EXTRACTED RECORDS:
-- Start --
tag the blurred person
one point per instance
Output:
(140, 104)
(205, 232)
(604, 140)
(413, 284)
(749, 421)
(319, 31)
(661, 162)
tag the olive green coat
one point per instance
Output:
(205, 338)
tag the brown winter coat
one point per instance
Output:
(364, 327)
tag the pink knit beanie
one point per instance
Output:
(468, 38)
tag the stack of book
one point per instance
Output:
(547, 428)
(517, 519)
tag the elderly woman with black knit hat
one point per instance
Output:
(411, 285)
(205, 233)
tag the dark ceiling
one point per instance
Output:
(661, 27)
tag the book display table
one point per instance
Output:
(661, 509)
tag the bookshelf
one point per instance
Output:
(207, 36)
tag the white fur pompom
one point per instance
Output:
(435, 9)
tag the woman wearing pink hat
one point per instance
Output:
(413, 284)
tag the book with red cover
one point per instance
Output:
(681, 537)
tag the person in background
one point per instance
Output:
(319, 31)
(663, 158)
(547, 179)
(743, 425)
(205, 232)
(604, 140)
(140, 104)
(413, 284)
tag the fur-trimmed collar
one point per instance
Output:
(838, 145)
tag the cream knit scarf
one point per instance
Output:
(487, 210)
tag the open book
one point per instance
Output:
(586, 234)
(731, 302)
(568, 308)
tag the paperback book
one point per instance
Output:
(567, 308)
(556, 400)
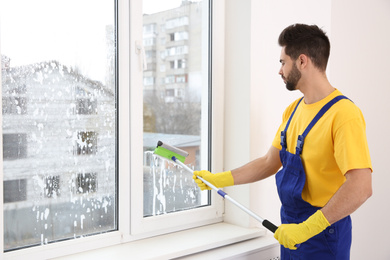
-- End --
INSTRUCTION:
Copy the data from the line with "tag the white fur pompom" up to and including the last line, putting "label" wherever "tag" appears and changing nothing else. Leave the pictures out.

ANSWER TO THIS PROBLEM:
label the white fur pompom
one point per instance
Output:
(435, 9)
label the woman wearing pink hat
one point per instance
Output:
(413, 284)
label the book with red cover
one point per instance
Output:
(681, 537)
label the person in background
one point per instance
Output:
(319, 31)
(663, 158)
(547, 179)
(743, 425)
(205, 232)
(604, 140)
(140, 104)
(413, 284)
label the fur-trimmed collar
one point per instance
Output:
(838, 145)
label the cream knit scarf
one point per instance
Output:
(487, 210)
label the open book
one point per instance
Output:
(586, 234)
(731, 302)
(568, 308)
label the paperback book
one point per instance
Output:
(567, 308)
(556, 400)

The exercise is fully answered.